* _Your goal_: Transcribe the records below exactly as they appear, omitting any pictures.

[Image object location entries]
● ● ● ● ●
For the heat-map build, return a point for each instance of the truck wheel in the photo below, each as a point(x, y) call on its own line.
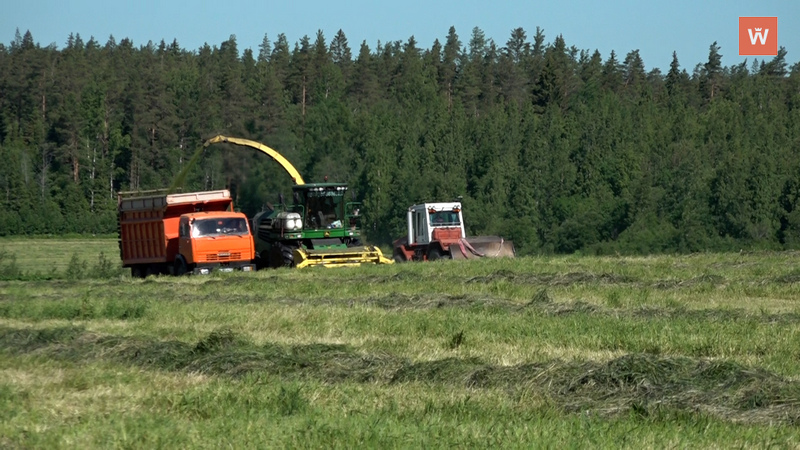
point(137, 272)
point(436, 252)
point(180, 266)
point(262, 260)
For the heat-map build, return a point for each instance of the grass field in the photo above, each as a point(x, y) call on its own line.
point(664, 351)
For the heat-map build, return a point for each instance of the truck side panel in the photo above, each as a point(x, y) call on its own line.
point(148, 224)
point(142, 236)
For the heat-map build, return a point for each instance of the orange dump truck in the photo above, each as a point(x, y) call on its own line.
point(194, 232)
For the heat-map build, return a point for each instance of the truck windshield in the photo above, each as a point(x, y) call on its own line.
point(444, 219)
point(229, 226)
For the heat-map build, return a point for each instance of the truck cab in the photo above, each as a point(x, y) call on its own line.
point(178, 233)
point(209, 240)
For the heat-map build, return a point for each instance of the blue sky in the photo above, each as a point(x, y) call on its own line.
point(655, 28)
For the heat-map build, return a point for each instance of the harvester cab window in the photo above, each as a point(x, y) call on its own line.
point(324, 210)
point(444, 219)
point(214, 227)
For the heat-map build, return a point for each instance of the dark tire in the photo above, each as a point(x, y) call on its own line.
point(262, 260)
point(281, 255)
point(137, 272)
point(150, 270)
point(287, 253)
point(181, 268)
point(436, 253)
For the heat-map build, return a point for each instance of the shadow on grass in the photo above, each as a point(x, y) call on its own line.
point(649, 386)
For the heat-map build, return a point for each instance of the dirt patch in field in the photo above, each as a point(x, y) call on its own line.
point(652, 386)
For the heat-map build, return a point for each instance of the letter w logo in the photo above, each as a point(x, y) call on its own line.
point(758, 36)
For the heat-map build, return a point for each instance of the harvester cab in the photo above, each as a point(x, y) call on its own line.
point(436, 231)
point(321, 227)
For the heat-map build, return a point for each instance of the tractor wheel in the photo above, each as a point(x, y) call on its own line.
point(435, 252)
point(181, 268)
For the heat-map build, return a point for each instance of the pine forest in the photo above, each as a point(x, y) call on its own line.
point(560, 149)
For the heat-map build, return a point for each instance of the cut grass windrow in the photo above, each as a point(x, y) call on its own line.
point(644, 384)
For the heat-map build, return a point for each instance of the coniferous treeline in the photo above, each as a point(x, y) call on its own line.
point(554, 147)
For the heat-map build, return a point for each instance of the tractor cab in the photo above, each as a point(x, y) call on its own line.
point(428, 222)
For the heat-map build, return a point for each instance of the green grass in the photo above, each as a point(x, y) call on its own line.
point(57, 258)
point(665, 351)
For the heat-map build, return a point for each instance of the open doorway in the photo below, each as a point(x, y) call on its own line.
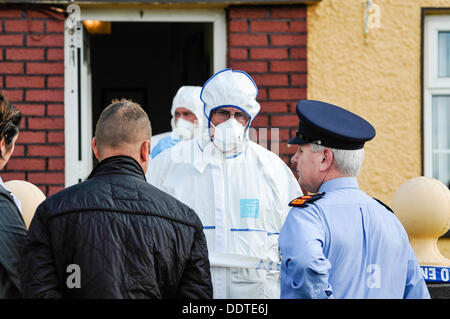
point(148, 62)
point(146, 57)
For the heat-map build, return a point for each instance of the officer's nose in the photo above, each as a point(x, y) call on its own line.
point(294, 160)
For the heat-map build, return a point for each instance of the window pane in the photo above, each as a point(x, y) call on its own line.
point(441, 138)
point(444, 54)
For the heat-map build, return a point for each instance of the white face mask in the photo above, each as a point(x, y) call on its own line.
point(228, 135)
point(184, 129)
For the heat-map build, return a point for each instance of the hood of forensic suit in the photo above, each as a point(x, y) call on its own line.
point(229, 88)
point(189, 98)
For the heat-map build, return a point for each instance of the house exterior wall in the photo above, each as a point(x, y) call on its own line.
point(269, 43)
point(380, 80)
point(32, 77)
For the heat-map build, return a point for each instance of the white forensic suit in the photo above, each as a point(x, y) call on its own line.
● ● ● ● ●
* _Result for this exercise_:
For the heat-map build, return a point for each instance of the truck wheel in the photo below, each as a point(x, y) call on its own line.
point(137, 272)
point(436, 252)
point(180, 266)
point(262, 260)
For the heat-map build, return a point for each instance of the grass field in the photo above, each as a point(x, y) call on its own line.
point(664, 351)
For the heat-map build, return a point for each instance of the truck side panel in the photo above, each as a point(x, y) call on its own line.
point(148, 224)
point(142, 236)
For the heat-map build, return a point for each instance of the orange dump truck in the photo above, each as a point(x, y) call on its own line.
point(194, 232)
For the heat-map build, return a point for each instance of the truck windshield in the photo above, each as a point(x, y) call on its own line.
point(444, 219)
point(229, 226)
For the heat-map build, return a point for each instance of the truck cab in the photo above, each as a point(x, y) call on its own line.
point(178, 233)
point(209, 240)
For the heat-map build, return a point for each instance of the blue sky in the photo above, each as a point(x, y) call on its own line.
point(655, 28)
For the heat-map build, return a point for each instance of the harvester cab window in the photo above, each as a point(x, y) call on its own line.
point(324, 210)
point(444, 219)
point(214, 227)
For the heat-map build, return a point for each instance of the dark tire in the photo above, each as a point(x, y) call on its own line.
point(262, 260)
point(281, 255)
point(137, 272)
point(150, 270)
point(287, 253)
point(181, 268)
point(436, 253)
For the heat-map build, return a point for each instance of the shadow on grass in the photo above, each as a point(x, y) call on its own line.
point(649, 386)
For the heat-map build, return a point for each instance of the dirt patch in field in the photo above, each as a point(x, y) call on its own line.
point(652, 386)
For the heat-map build, return a point for each instance of the letter w logo in the photo above, each as a point(x, y) call on its own line.
point(758, 36)
For the heat-map build, return a point for each instance of the harvester cab in the photo above, each as a point(x, y) call on its own line.
point(436, 231)
point(321, 227)
For the heat-map build, return a point for each instance of the tractor wheel in the photo above, each as a point(x, y) call on its own line.
point(435, 252)
point(181, 268)
For the heat-map build, return a point for each instance of the pine forest in the photo above, each as a point(x, y) call on its own line.
point(560, 149)
For the heat-map build, return a point for each instance of the cut grass windrow in the photo above, each as a point(x, y) call on its own line.
point(644, 384)
For the heat-map build, return a point for each instance of the coniferous treeline in the photo above, each as a point(x, y) call on its own line.
point(554, 147)
For the heat-map build, return a point for each instance of the tractor cab in the photo above, each as a point(x, y) call on its own line.
point(428, 222)
For the heat-map build, return a point for each instance of the green grass in the photo above, each as a point(x, y) call on its own line.
point(57, 258)
point(665, 351)
For the heat-map build, return a point for each instance of the open doorway in the photo below, each as a point(x, y) call on its own line.
point(148, 62)
point(146, 57)
For the heat-map build, return a point for each instance of the officer's nose in the photo above, each as a point(x, y) call on its own line.
point(294, 160)
For the heat-map build, return a point for each instance of the window pane in the photo above, each as a point(x, y) call on its own line.
point(441, 138)
point(444, 54)
For the heat-map build, return a point for each instance of the white face mask in the photo above, each as a point(x, y) call on its own line.
point(228, 135)
point(184, 129)
For the heat-map build, return a point for each instance of the hood of forensic suit in the photo above, each as a point(x, y) call on its own line.
point(229, 88)
point(189, 98)
For the heat-map build, return a point for each instance of the house exterior wall in the photo above, each as a point(x, y) call on its own line.
point(269, 43)
point(380, 80)
point(32, 77)
For the heat-map build, return a point for each instance of the white forensic suit in the photo above, each as a point(x, y) call on its own line.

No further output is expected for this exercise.